++++ Reading text ++++
Note that without the use of '?', the subject must start with a conc in order to have a match.

Note: since version 2.5 we can use, inside a list, a subpattern that also denotes a list; moreover, this subpattern can be annotated. For instance, patterns like conc(_*,p@conc(a(),_*,b()),_*) are now valid.

Tom anti-pattern

The notion of anti-pattern offers more expressive power by allowing complement constructs: a pattern can describe what should not be in the matched subject.

The notion of complement is introduced by the symbol '!', as illustrated by the following grammar fragment:

PlainPattern ::= ['!'] VariableName
['!'] HeadSymbolList ( ExplicitTermListImplicitPairList )
...

The semantics of anti-patterns can be best understood when regarding them as complements. For example, a pattern like car[color=blue()] will match all the blue cars. If we add an '!' symbol, the anti-pattern !car[color=blue()] will match everything that is not a blue car, i.e all objects that are not cars or the cars that have a color different from blue. The grammar allows also car[color=!blue()] - matches all cars that are not blue, or !car[color=!blue()] - either everything that is not a car, or a blue car.
++++
• Exercise directions: Can you extend the passage on Tom anti-patterns, starting right after its final sentence?
++++ Dataset excerpt ++++
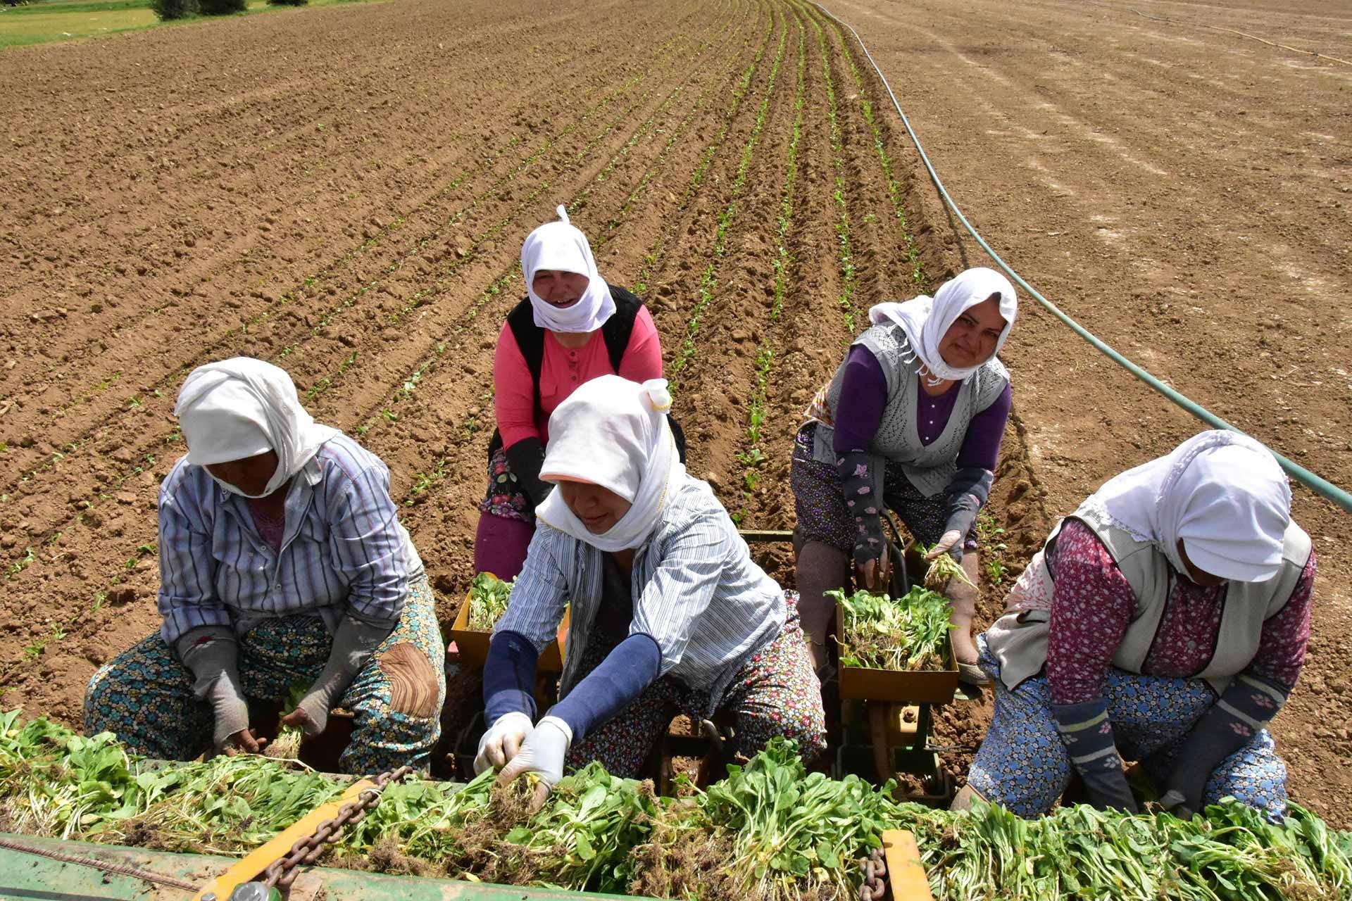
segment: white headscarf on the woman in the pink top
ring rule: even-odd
++++
• Answer to the exercise:
Using the non-linearity combined with anti-patterns allows to express interesting searches also. For example, car[interiorColor=x,exteriorColor=x] will match the cars that have the same interior and exterior color. By using the anti-pattern car[interiorColor=x,exteriorColor=!x], the result is as one would expect: it will match all the cars with different interior - exterior colors.

It is also possible to use the anti-patterns in list constructions. Please refer to the tutorial for more examples.

Note: The use of annotations (@) is forbidden below a '!' symbol and is prevented by a compilation error. This is due to the fact that what is under this symbol generally will not match, therefore it cannot be used in the action part of the rules. You will also get an error if you try to put '!' before an '_' or '_*' because a construct like '!_' in a pattern will never match anything, therefore it is useless.

Backquote construct

Backquote construct (`) can be used to build an algebraic term or to retrieve the value of a Tom variable (a variable instantiated by pattern-matching).

BackQuoteTerm ::= ['`'] CompositeTerm

The syntax of CompositeTerm is not fixed since it depends on the underlying language.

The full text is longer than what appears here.